Text shown:
Historically the one percent hasn’t cared about the interests of society or the majority, but in our day this is extra dangerous. In the onesided hunt for immediate profit they do not see the depth of the ongoing crisis, and neither how this crisis threatens capitalism itself. They would rather drill for oil today than preserve the ecological conditions necessary for their own future profits.

The result is that the crisis of today threatens life as we know it. The battle to solve this touches on the most fundamental questions regarding social organising: Where do we draw the lines when we separate economics from society, production from re-production, and work from family life. How do we distribute the surplus of what we collectively produce? And who is it, specifically, who should decide these things? Will profiteers succeed in their ambition to transform it’s opposing forces to new ways of creating private wealth? Will they succeed in a coup of the feminist revolt, while they reorganise the gender hierarchy?

Problems to solve:
a: In the passage about the one percent and the crisis, what would the one percent rather do than preserve the ecological conditions needed for their own future profits?
b: Reproduce the passage about the one percent and the crisis word for word from "Historically the one" to "own future profits.".

Given data:
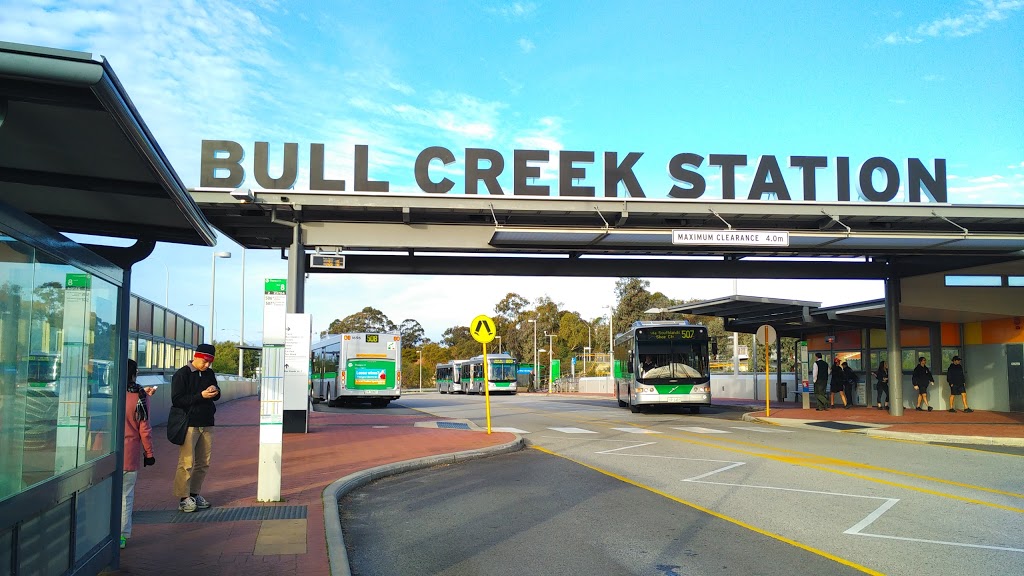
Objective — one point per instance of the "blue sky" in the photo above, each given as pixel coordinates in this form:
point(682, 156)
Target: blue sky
point(924, 79)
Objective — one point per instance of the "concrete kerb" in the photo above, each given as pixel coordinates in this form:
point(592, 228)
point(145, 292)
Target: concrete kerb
point(881, 433)
point(337, 554)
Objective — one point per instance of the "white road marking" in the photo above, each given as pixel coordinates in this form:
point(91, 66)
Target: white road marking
point(761, 429)
point(855, 530)
point(626, 448)
point(699, 429)
point(637, 430)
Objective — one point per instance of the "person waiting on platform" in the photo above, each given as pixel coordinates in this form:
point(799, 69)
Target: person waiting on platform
point(922, 378)
point(957, 383)
point(838, 384)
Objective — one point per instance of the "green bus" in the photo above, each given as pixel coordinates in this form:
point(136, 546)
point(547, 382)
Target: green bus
point(667, 364)
point(356, 367)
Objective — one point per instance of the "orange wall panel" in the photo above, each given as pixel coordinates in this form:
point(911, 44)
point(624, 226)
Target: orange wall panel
point(1001, 331)
point(913, 336)
point(950, 334)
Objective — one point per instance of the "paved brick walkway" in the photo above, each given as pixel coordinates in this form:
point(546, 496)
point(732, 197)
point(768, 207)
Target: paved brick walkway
point(336, 446)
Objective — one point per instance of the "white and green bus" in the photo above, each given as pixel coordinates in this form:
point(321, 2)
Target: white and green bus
point(449, 377)
point(502, 373)
point(667, 363)
point(357, 367)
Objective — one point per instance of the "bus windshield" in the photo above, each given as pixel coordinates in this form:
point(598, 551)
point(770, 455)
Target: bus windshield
point(672, 361)
point(503, 371)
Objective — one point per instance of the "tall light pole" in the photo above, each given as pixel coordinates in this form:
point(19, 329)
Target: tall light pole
point(213, 286)
point(242, 319)
point(551, 365)
point(611, 343)
point(537, 374)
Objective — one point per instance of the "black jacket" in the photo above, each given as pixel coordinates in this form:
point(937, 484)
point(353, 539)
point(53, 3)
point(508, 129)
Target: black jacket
point(922, 376)
point(186, 393)
point(954, 374)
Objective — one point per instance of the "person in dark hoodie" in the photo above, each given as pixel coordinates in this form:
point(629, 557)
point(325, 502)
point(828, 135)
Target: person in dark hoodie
point(194, 388)
point(957, 383)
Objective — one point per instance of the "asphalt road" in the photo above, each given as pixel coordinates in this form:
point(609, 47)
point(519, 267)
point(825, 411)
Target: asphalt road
point(881, 506)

Task results:
a: Drill for oil today.

b:
Historically the one percent hasn’t cared about the interests of society or the majority, but in our day this is extra dangerous. In the onesided hunt for immediate profit they do not see the depth of the ongoing crisis, and neither how this crisis threatens capitalism itself. They would rather drill for oil today than preserve the ecological conditions necessary for their own future profits.